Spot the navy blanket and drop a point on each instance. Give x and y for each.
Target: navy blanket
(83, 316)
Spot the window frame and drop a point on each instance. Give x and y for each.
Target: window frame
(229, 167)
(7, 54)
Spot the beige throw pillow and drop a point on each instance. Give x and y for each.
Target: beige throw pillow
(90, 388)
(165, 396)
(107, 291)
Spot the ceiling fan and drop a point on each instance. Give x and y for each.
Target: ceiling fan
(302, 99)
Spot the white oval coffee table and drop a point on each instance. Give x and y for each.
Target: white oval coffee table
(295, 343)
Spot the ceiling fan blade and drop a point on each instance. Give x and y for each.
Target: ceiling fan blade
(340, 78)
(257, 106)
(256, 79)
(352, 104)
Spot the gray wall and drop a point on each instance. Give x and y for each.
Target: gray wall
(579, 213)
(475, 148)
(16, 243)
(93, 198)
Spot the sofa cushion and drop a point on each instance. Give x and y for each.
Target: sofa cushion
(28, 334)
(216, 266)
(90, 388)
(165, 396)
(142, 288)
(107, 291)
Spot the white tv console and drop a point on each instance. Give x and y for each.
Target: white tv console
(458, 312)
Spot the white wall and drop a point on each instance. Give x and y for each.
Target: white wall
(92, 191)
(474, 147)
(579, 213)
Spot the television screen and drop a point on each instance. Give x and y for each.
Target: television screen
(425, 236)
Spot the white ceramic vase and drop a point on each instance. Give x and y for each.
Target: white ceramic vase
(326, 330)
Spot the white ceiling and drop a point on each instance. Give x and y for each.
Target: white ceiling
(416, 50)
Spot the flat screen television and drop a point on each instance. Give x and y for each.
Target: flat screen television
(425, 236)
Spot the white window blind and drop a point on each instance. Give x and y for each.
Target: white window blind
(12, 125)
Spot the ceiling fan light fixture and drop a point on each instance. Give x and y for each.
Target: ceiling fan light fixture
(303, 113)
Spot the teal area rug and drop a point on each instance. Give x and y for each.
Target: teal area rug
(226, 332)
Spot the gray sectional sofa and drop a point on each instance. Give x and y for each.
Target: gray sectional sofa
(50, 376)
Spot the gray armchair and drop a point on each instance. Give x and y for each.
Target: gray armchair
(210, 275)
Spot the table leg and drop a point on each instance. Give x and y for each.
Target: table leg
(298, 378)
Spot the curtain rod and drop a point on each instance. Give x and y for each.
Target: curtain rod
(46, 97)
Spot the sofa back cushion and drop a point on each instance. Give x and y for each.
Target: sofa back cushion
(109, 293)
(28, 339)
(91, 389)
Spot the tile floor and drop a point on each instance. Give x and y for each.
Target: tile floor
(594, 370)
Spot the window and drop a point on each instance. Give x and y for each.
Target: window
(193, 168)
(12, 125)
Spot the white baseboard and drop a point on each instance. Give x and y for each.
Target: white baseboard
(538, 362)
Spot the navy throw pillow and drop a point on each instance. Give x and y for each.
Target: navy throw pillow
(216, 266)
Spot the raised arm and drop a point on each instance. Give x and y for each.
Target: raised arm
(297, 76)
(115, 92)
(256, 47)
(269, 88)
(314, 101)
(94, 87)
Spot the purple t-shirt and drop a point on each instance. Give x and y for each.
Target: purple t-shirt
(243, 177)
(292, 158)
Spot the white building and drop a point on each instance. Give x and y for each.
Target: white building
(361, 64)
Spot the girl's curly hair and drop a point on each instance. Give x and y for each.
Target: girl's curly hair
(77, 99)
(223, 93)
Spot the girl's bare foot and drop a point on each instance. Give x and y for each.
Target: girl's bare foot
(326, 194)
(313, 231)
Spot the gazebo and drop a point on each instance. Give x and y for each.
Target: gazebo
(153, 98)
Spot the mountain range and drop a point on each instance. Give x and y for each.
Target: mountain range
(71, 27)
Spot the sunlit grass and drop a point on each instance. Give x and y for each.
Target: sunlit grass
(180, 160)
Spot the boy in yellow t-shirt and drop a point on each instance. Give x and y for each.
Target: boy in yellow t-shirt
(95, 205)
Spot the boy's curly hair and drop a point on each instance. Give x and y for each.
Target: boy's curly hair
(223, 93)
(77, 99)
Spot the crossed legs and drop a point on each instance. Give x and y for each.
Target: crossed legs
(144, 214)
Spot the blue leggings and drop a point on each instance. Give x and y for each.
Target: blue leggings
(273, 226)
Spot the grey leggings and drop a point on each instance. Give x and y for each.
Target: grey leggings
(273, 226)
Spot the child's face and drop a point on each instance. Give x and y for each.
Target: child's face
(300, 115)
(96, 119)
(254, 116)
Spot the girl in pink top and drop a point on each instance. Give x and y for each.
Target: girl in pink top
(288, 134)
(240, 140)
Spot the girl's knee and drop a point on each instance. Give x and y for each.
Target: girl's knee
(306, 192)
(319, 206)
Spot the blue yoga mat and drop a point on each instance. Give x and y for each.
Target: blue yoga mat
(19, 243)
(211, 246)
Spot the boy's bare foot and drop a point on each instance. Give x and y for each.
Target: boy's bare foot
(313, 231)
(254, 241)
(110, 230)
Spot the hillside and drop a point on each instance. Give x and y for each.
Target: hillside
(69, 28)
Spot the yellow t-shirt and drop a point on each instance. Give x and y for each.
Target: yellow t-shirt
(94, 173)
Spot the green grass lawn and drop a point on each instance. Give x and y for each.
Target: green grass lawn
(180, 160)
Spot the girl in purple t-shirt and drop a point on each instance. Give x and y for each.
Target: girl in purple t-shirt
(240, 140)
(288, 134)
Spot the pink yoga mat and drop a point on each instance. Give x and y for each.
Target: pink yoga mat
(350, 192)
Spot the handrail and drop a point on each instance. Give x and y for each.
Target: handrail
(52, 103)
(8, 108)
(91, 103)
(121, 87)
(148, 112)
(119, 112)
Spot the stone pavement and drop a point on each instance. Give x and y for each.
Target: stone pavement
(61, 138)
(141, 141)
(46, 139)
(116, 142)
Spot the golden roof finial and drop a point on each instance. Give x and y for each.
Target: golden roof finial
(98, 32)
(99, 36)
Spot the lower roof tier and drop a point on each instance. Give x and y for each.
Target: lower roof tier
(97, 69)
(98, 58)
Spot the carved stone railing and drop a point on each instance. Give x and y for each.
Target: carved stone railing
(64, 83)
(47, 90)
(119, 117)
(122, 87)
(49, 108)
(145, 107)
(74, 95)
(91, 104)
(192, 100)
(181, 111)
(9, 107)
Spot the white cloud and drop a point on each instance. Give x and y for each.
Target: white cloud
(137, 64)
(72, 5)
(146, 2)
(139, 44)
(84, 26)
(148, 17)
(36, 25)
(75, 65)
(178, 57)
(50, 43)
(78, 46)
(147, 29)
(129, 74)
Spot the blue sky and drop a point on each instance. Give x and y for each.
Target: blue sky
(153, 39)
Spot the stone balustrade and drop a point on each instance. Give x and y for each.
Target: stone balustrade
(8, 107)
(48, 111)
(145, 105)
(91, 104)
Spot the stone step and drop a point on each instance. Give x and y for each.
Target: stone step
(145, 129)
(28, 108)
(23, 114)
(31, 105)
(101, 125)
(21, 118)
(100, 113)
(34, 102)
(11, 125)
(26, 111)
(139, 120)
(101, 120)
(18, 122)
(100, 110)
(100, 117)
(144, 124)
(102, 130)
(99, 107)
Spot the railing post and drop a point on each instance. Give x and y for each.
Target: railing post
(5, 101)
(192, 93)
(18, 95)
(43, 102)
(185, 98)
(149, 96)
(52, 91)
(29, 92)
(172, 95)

=-=-=

■ **Request**:
Reproduce all of the data above line for line, leaving every character unchanged.

■ **Answer to this task**:
Spot the navy blanket and drop a point on each instance. Give x and y for each.
Target: navy blanket
(83, 316)
Spot the window frame and drop a point on each instance. Give x and y for each.
Target: window frame
(229, 167)
(7, 54)
Spot the beige throw pillow and drop a point on each instance. Give x and y for each.
Target: beige throw pillow
(90, 388)
(165, 396)
(107, 291)
Spot the ceiling fan and drop a point on each instance. Give x and y for each.
Target: ceiling fan
(302, 99)
Spot the white oval coffee table and drop a point on each instance. Give x and y for each.
Target: white oval coffee table
(295, 343)
Spot the ceiling fan blade and drop a point on each instance. Give x and y for each.
Target: ceiling fan blade
(340, 78)
(257, 106)
(256, 79)
(352, 104)
Spot the gray wall and drop a point on each instance. Give x and y for each.
Target: gray wall
(579, 213)
(475, 148)
(16, 243)
(93, 198)
Spot the sofa cushion and drop a point on each instance. Give x and y for each.
Target: sofa cushion
(28, 334)
(216, 266)
(90, 388)
(165, 396)
(142, 288)
(107, 291)
Spot the white tv console and drop a point on each instance. Give x and y for each.
Target: white tv console
(458, 312)
Spot the white wall and drop a point on each instance. Give x and y for each.
Target: white wall
(92, 191)
(474, 147)
(579, 213)
Spot the television screen and drop a point on each instance. Give x and y for each.
Target: television screen
(425, 236)
Spot the white ceramic vase and drop a point on each instance. Give x and y for each.
Target: white ceramic vase
(326, 330)
Spot the white ceiling and drop a point on each instance. Give x and y for each.
Target: white ceiling
(416, 50)
Spot the flat screen television and drop a point on each instance. Give x and y for each.
Target: flat screen television
(425, 236)
Spot the white window blind and drop a point on each instance. Give x and y for each.
Target: white window blind
(12, 125)
Spot the ceiling fan light fixture and drop a point on each instance. Give x and y for each.
Target: ceiling fan light fixture
(303, 113)
Spot the teal area rug and drop a point on each instance. Give x and y for each.
Target: teal area rug
(226, 332)
Spot the gray sectional sofa and drop a point on each instance. Give x and y for each.
Target: gray sectional sofa
(50, 376)
Spot the gray armchair and drop a point on each instance. Give x and y for each.
Target: gray armchair
(210, 275)
Spot the table leg and drop a point on each instance. Give x and y for each.
Target: table leg
(298, 378)
Spot the curtain rod and drop a point on each instance. Give x and y for each.
Target: curtain rod
(46, 97)
Spot the sofa back cushion and drop a point on each instance. Give x and y for each.
Target: sofa back cushion
(109, 293)
(28, 339)
(91, 389)
Spot the tile floor and drop a point on each instance. Give x and y for each.
Target: tile floor
(594, 370)
Spot the window and drop a point on each instance. Give x and y for each.
Target: window
(193, 168)
(12, 125)
Spot the white baseboard and drop a point on each instance. Give x and y for each.
Target: white baseboard
(538, 362)
Spot the navy throw pillow and drop a point on each instance. Give x and y for each.
Target: navy throw pillow
(216, 266)
Spot the raised arm and drop a point on each instance. Give x and y for each.
Target: raised arm
(297, 76)
(115, 92)
(256, 47)
(269, 88)
(314, 101)
(94, 87)
Spot the purple t-shirt and drop a point on each instance. Give x and y for each.
Target: purple t-shirt
(243, 177)
(292, 158)
Spot the white building and drop a point on each instance. Give x and y for each.
Target: white building
(361, 64)
Spot the girl's curly hair and drop a point on each instance. Give x and y for each.
Target: girl's curly hair
(77, 99)
(223, 93)
Spot the girl's bare foot and drop a point on each instance. Give x and y for each.
Target: girl's bare foot
(326, 194)
(313, 231)
Spot the gazebo and drop a point on each instance. Give x and y for each.
Target: gazebo
(153, 98)
Spot the mountain range and drop a point on each instance. Give x and y for each.
Target: mountain range
(71, 27)
Spot the sunlit grass and drop a point on each instance. Give x and y for each.
Target: sunlit grass
(180, 160)
Spot the boy in yellow t-shirt and drop a point on each instance. Give x and y for each.
Target: boy in yellow t-shirt
(95, 205)
Spot the boy's curly hair and drop a point on each instance. Give x and y for each.
Target: boy's curly hair
(223, 93)
(77, 99)
Spot the crossed legs and drop a point on each instance. Give x and y for each.
Target: crossed legs
(144, 214)
Spot the blue leggings and drop a point on each instance. Give x and y for each.
Target: blue leggings
(273, 226)
Spot the grey leggings and drop a point on each instance. Give x and y for each.
Target: grey leggings
(273, 226)
Spot the child's face and drop a point on each instance. Give x and y for each.
Target: child's face
(300, 115)
(96, 119)
(254, 116)
Spot the girl in pink top and drop a point on each instance. Give x and y for each.
Target: girl in pink top
(288, 134)
(240, 140)
Spot the girl's knee and drop a point on each instance. Give x and y for each.
Target: girl's knee
(306, 192)
(319, 206)
Spot the blue yoga mat and drop a point on each instance. Give x and y for each.
Target: blue yoga mat
(19, 243)
(211, 246)
Spot the boy's bare foot and drop a point on each instance. Give x and y for each.
Target: boy's bare foot
(313, 231)
(254, 241)
(110, 230)
Spot the hillside and drop a point on each instance. Give x and y for each.
Target: hillside
(69, 28)
Spot the yellow t-shirt and drop a point on each instance. Give x and y for each.
Target: yellow t-shirt
(94, 173)
Spot the green grass lawn and drop a point on each instance. Give x and y for each.
Target: green grass lawn
(180, 160)
Spot the girl in purple t-shirt and drop a point on each instance. Give x and y for each.
Target: girl in purple t-shirt
(240, 140)
(288, 134)
Spot the pink yoga mat and drop a point on each instance. Give x and y for each.
Target: pink yoga mat
(350, 192)
Spot the handrail and drop a point on each instance. Give x and y for each.
Target: handrail
(52, 103)
(8, 108)
(91, 103)
(121, 87)
(148, 112)
(119, 112)
Spot the stone pavement and drop a point on each instance. Give x and y for each.
Target: stone pavement
(61, 138)
(141, 141)
(46, 139)
(116, 142)
Spot the golden roof finial and drop a point on each instance. Give x and y for each.
Target: golden roof finial
(98, 32)
(99, 36)
Spot the lower roof tier and drop a point on each instance. Give x and y for each.
Target: lower roof tier
(97, 69)
(98, 58)
Spot the carved stone railing and drop a point on each instance. Give x and y for each.
Target: carved stone railing
(64, 83)
(47, 90)
(119, 117)
(122, 87)
(49, 108)
(145, 107)
(74, 95)
(91, 104)
(192, 100)
(181, 111)
(9, 107)
Spot the white cloud and drop a point on each instance. Give x and y for each.
Target: white cloud
(137, 64)
(72, 5)
(146, 2)
(139, 44)
(84, 26)
(148, 17)
(36, 25)
(75, 65)
(178, 57)
(50, 43)
(78, 46)
(147, 29)
(129, 74)
Spot the blue sky and drop a point on each instance. Give x and y for each.
Target: blue sky
(153, 39)
Spot the stone balustrade and drop a point on each instance. Give x and y for each.
Target: stone balustrade
(8, 107)
(48, 111)
(145, 105)
(91, 104)
Spot the stone step and drop a point on each instance. Give x and y for each.
Target: stone step
(145, 129)
(28, 108)
(23, 114)
(31, 105)
(101, 125)
(21, 118)
(100, 113)
(34, 102)
(11, 125)
(26, 111)
(139, 120)
(101, 120)
(18, 122)
(100, 110)
(100, 117)
(144, 124)
(102, 130)
(99, 107)
Spot the railing post and drop a point on each instance. Give x and y for each.
Target: railing post
(5, 101)
(192, 93)
(18, 95)
(43, 102)
(185, 98)
(149, 96)
(52, 91)
(29, 92)
(172, 95)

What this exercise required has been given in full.